P2P Investment – A Quick & Easy Guide!

P2P Investment

P2P investment is a Non-Banking process to lend money to individuals with attractive interest returns. Many sites offer loans directly to farmers, small-businessmen, startups, etc. by linking them to potential investor’s only one click away.

The sites often provide competitive interest rates which may go upto 36% (as per recent LendingTree.com data) giving extraordinary benefits to the stakeholders. However, there are also some cons that investors might face, similar to any investment methods.

Let’s deep dive into the matter of investment strategies in P2P in India.


There are many unique features of the P2P investments, which are the following:-

  1. Technology: Investing in P2P in technology-based, so obviously it is free from intermediaries, that may reduce the potential returns. Also, it is driven by the self choices of both the investors and the buyers.
  1. User-friendly Interface: The process to register in these popular P2P platforms like Upstart, Lending Club, Funding Circle, LenDenClub is also easy as it only needs you to register your name, make your profile based on your strategy, and identify areas of profits.
  1. Returns: The returns in these platforms are also higher than that of the traditional markets, and sometimes give bonuses to the users.
  1. Flexibility: The applicants for loans do not have to face any if they don’t have any credit cards or portfolio other than traditional methods. They easily sort out their preferable loan from the list of offers or even break them into multiple chunks.


Though P2P investments give higher returns than that of traditional methods, it is riskier than the other methods. It started in 2005, but during Covid the maximum P2P investments were done by the platforms. Despite that, there are many reports on NPAs in the P2P methods with a number of borrowers who cannot complete the full transaction amount. With the high interests, it also becomes tough to complete the target. Also, the platform fees & other charges makes it less profitable than other transactions in this business.

Wrapping Up

The P2P method of investment is an attractive way to gain profits for investors. Giving potential returns and flexibility to choose offers, it makes it easier for the investor and the creditors. However, there are potential cases of defaults that make it risky to the investors than the traditional bank loans. So, investors have to be more conscious while deciding any factors and taking help from the app providers to get guarantee support in that cases.

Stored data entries
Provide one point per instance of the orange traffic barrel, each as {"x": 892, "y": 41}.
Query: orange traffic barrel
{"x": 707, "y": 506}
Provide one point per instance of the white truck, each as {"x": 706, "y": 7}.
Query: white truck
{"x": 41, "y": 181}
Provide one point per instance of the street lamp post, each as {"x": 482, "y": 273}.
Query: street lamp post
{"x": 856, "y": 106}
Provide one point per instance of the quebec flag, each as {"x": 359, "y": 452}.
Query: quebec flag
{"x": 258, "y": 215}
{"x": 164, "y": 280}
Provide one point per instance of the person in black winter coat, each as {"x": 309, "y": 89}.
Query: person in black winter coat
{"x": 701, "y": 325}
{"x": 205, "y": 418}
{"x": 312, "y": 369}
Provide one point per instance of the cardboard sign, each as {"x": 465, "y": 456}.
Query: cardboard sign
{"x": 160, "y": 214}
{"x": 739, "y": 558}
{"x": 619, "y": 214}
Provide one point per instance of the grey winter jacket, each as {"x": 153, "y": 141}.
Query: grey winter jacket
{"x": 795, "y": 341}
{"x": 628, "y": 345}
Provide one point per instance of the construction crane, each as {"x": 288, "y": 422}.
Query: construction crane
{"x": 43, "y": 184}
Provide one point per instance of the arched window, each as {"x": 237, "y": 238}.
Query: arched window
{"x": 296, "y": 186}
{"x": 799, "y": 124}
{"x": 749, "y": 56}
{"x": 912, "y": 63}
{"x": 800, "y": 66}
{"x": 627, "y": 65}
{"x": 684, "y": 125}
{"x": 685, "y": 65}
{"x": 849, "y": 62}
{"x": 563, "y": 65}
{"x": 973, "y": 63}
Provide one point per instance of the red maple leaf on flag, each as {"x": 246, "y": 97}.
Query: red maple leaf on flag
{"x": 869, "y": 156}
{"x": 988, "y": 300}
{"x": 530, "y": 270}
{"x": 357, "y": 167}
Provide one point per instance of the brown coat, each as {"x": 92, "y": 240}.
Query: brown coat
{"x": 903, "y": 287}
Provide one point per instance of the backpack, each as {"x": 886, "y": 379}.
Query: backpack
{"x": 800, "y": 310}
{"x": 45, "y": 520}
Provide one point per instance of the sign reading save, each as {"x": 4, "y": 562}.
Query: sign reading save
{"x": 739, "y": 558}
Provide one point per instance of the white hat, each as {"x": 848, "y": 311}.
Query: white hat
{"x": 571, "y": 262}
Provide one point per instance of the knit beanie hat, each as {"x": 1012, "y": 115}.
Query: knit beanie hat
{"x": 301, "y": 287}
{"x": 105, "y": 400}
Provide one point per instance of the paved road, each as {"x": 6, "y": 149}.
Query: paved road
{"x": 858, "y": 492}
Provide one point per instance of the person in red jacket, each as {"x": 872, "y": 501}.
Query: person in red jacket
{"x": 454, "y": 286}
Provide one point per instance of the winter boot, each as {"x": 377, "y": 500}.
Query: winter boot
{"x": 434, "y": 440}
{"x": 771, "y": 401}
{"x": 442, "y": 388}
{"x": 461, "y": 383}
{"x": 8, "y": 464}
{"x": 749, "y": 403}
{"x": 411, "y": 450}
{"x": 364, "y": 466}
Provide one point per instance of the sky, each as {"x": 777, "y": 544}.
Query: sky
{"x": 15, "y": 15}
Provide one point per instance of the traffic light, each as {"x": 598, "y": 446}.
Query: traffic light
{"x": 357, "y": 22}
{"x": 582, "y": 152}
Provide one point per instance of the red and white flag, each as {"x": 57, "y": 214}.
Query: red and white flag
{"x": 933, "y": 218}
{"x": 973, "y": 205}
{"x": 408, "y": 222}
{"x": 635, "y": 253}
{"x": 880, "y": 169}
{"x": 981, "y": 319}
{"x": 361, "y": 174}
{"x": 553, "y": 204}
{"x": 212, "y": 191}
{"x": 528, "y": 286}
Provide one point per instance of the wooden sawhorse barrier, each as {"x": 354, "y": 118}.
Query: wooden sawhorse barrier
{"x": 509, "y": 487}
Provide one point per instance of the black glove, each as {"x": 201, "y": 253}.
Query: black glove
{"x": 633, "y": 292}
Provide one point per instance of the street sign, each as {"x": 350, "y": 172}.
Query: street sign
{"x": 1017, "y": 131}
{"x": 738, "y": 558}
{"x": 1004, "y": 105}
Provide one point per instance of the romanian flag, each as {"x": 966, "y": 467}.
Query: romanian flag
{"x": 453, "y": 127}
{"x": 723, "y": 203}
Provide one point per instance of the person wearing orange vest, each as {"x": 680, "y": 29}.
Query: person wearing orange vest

==

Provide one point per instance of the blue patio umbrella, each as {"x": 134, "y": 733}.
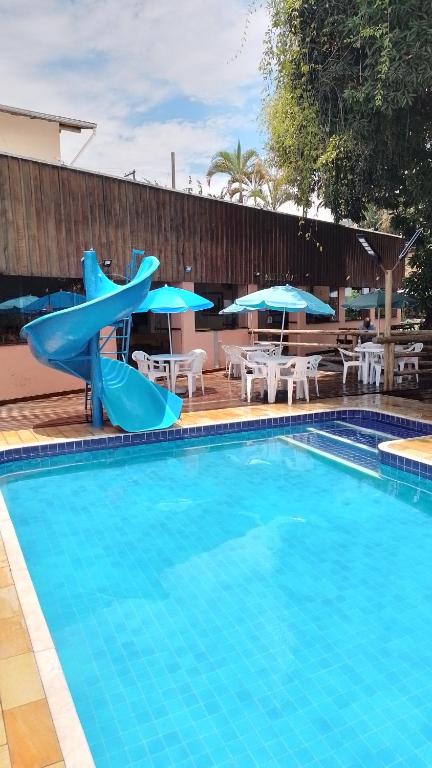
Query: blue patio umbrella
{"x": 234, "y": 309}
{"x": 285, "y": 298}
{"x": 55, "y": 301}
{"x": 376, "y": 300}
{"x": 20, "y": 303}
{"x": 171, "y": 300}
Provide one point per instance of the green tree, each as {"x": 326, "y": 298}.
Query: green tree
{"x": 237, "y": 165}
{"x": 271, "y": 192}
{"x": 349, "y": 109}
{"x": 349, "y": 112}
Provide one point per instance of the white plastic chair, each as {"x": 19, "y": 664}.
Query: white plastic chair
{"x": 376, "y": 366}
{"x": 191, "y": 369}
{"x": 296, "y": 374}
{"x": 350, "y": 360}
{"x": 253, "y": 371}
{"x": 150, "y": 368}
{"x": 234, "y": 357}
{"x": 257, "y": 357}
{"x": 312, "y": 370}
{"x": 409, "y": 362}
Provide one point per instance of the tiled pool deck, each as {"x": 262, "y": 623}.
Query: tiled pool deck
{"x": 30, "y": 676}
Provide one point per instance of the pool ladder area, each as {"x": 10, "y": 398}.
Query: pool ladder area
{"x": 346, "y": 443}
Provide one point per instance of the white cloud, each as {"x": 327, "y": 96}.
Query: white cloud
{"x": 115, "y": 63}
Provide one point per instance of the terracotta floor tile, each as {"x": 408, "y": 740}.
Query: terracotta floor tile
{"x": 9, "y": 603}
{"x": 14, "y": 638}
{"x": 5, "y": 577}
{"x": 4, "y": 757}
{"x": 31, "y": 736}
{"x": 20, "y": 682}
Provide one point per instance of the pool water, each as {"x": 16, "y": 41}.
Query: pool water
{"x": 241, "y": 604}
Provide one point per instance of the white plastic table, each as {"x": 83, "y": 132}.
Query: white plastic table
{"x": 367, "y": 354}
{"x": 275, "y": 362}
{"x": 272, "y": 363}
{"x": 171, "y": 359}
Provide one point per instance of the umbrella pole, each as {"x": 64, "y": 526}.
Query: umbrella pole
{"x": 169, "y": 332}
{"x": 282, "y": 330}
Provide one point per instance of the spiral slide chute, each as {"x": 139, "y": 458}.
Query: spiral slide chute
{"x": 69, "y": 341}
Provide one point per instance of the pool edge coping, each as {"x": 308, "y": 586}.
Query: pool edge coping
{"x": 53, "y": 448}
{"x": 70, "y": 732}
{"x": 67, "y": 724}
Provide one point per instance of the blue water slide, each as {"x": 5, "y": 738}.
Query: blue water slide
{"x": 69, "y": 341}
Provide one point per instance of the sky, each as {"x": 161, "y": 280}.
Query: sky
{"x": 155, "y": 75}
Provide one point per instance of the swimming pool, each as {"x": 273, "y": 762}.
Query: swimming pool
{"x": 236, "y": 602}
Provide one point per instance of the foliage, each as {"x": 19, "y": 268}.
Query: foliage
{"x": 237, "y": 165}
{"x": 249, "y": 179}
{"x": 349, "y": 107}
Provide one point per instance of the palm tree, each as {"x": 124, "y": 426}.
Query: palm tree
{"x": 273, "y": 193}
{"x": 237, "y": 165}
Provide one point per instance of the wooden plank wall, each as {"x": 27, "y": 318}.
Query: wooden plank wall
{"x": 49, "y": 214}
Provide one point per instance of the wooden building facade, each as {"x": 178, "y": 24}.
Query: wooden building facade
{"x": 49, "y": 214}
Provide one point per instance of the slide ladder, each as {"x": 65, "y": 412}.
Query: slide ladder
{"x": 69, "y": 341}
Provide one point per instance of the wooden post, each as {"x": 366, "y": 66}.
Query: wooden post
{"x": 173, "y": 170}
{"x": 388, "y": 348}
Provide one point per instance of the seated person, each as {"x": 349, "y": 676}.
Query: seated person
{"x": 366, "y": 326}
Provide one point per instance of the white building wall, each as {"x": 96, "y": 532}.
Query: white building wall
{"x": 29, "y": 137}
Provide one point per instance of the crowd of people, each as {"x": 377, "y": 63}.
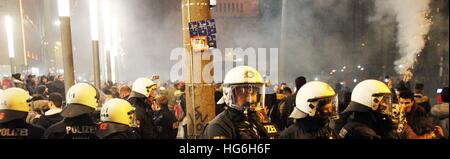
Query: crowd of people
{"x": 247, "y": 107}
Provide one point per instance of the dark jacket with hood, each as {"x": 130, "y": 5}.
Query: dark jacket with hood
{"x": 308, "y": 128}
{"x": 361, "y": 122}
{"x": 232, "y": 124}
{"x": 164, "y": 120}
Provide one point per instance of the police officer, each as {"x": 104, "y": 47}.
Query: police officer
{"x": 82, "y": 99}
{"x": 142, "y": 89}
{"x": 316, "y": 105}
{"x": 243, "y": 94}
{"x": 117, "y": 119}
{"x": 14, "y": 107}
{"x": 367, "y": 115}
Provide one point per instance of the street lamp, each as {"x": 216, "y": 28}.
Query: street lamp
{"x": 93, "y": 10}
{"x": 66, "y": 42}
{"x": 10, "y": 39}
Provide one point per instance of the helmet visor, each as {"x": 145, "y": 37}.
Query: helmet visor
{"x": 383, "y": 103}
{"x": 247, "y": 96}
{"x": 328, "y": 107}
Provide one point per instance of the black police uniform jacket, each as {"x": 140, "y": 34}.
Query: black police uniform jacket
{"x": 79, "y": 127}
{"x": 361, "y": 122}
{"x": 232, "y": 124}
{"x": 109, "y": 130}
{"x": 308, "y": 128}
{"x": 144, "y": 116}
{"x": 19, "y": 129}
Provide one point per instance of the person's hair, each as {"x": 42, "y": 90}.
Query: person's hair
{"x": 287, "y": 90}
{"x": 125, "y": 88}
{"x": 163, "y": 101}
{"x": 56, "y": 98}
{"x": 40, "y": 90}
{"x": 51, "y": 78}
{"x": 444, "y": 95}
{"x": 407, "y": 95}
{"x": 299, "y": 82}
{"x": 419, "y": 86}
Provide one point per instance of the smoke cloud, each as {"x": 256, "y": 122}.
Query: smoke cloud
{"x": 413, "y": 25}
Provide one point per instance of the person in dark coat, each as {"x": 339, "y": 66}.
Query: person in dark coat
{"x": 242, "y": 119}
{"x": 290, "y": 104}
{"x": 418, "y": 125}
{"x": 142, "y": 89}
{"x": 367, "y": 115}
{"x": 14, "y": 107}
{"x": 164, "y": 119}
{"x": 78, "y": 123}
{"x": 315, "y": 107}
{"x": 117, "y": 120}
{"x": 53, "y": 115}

#### [Assigned task A]
Reproduce the P2P investment guide word for word from "1. Returns: The" to "into multiple chunks.".
#### [Assigned task B]
List every P2P platform that the P2P investment guide names as an example.
These records were drawn from a separate source.

#### [Reply A]
1. Returns: The returns in these platforms are also higher than that of the traditional markets, and sometimes give bonuses to the users.
  1. Flexibility: The applicants for loans do not have to face any if they don’t have any credit cards or portfolio other than traditional methods. They easily sort out their preferable loan from the list of offers or even break them into multiple chunks.

#### [Reply B]
Upstart, Lending Club, Funding Circle, LenDenClub